*What is required:* Locate each line in the records that contains the string "green" and copy it out. Case counts.

>> begin Supplied records

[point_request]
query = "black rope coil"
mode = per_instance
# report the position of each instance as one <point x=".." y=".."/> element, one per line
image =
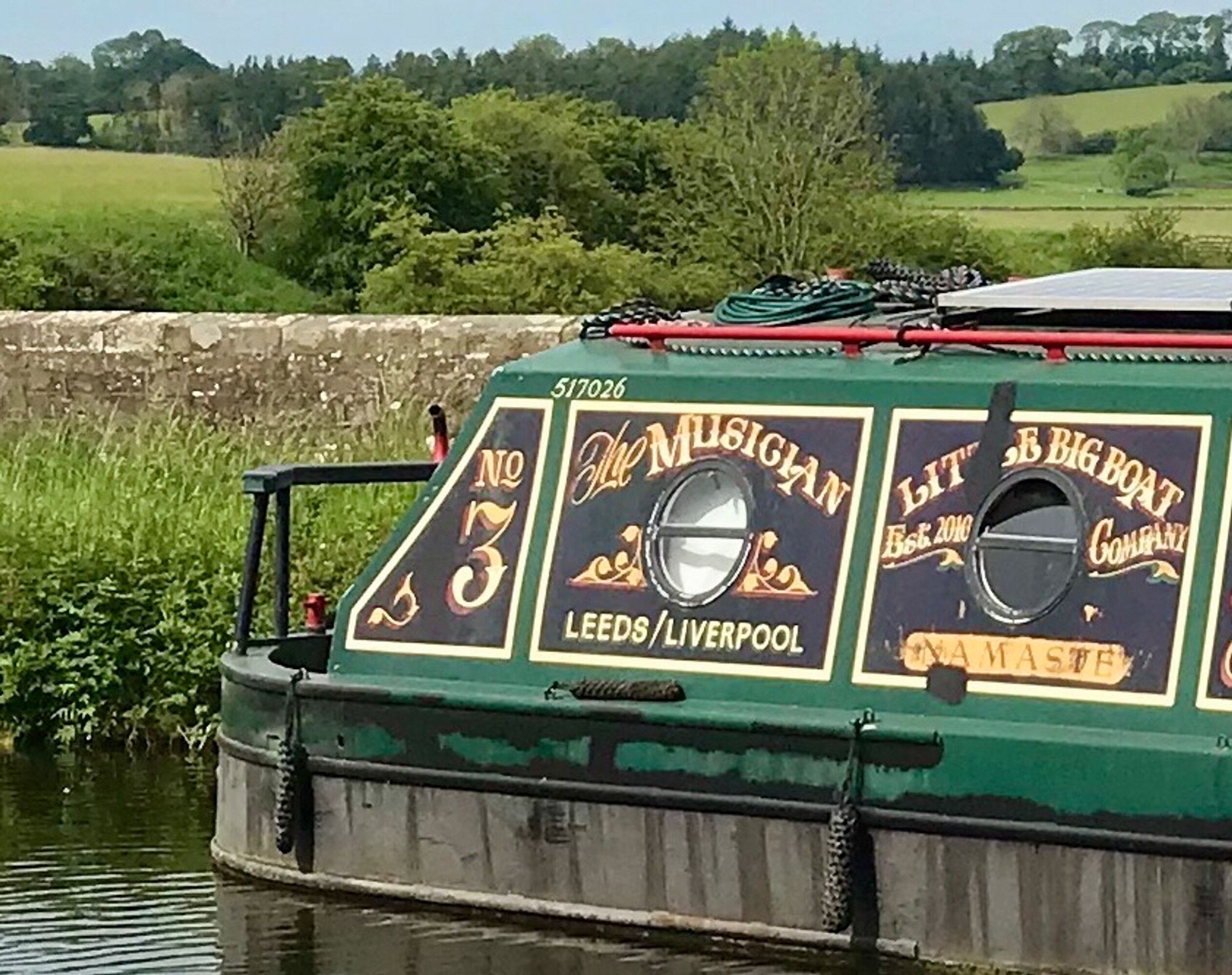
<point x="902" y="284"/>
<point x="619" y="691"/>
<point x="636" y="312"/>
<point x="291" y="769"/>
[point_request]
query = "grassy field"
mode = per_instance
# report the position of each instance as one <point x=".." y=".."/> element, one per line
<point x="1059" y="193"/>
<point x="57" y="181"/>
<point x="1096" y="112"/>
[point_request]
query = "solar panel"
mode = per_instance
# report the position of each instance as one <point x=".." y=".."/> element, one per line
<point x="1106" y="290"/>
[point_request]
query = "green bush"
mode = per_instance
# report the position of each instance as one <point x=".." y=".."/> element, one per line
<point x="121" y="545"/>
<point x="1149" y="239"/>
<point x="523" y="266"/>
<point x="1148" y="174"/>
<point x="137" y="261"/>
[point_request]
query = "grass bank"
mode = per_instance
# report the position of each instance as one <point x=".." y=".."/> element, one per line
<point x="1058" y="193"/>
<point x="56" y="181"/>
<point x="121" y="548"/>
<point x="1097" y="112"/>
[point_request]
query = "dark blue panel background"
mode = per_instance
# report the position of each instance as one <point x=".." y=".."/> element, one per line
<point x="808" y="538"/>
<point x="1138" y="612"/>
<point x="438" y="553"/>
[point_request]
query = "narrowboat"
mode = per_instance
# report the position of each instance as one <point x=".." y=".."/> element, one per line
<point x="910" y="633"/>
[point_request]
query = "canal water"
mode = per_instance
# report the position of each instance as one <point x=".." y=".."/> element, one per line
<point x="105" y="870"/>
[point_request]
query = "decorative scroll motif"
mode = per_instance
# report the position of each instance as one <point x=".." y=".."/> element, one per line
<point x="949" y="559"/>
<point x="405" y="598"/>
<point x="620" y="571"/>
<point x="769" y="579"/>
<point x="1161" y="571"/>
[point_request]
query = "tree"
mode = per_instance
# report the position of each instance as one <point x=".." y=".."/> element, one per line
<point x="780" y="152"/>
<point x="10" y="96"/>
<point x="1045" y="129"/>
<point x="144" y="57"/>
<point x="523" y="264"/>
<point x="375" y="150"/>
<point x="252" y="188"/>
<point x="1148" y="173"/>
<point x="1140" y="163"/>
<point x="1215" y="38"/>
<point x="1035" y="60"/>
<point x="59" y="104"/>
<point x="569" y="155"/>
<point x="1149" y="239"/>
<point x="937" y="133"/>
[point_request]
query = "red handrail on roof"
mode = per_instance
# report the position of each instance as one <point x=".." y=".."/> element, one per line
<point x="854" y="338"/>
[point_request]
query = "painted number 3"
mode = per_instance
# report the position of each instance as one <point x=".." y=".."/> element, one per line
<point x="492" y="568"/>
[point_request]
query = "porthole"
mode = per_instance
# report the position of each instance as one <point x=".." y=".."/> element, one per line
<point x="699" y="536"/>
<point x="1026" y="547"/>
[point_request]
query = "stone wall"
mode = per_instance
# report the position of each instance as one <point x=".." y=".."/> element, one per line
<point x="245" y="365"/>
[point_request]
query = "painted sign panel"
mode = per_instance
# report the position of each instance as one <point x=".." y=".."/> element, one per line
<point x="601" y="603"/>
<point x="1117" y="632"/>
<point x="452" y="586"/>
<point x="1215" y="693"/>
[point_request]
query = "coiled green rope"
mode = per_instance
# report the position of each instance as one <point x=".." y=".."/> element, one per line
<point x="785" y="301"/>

>> end Supplied records
>> begin Supplied records

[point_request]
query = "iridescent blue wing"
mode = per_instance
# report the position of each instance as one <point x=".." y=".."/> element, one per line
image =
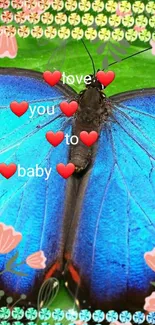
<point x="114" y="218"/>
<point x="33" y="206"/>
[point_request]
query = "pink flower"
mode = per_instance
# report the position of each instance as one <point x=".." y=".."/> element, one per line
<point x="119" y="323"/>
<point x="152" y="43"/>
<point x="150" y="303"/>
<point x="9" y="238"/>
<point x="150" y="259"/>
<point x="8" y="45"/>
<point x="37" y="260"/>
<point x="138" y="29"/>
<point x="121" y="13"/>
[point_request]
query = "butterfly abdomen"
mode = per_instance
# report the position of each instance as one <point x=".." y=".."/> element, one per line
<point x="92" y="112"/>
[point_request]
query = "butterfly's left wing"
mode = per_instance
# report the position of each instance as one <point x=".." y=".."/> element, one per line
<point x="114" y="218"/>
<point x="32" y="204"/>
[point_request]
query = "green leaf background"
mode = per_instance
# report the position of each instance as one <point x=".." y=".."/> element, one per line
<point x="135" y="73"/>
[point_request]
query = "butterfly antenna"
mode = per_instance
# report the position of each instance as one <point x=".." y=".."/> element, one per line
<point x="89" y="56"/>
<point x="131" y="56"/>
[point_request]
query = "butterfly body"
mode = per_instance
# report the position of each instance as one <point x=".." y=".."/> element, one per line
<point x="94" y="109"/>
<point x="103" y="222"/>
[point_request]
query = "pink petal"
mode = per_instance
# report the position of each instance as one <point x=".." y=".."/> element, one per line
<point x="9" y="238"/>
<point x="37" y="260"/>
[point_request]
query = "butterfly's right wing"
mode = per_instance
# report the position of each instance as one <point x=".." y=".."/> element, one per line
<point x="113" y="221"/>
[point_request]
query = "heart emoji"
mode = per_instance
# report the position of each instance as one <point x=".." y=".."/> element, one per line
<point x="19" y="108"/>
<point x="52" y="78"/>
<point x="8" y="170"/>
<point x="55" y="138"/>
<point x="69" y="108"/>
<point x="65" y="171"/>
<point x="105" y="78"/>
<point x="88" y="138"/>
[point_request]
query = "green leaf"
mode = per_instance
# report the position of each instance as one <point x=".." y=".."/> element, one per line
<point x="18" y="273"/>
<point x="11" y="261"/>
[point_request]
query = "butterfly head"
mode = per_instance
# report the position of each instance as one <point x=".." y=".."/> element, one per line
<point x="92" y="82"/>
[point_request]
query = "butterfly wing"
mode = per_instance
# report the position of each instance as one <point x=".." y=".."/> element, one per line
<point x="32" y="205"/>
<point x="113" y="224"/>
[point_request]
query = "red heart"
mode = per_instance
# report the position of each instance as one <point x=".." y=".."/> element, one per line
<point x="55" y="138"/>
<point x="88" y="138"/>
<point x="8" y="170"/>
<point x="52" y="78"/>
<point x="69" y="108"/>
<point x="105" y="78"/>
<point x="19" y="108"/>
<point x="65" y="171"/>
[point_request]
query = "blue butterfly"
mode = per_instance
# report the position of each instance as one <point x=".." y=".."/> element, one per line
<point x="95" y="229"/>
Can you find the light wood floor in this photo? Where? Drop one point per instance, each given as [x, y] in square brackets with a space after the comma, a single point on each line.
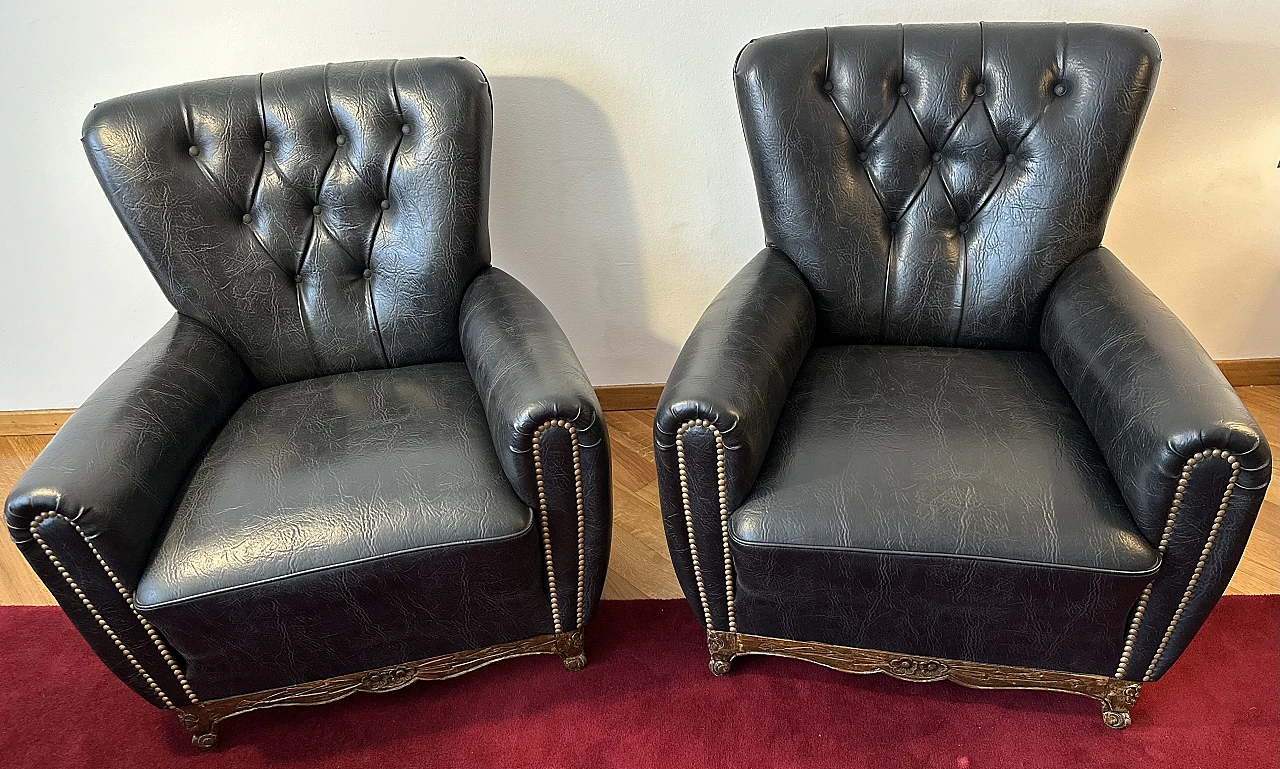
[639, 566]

>> end Supplied records

*Answer:*
query = "green bush"
query = "coiled green rope"
query = "green leaf background"
query = "green leaf"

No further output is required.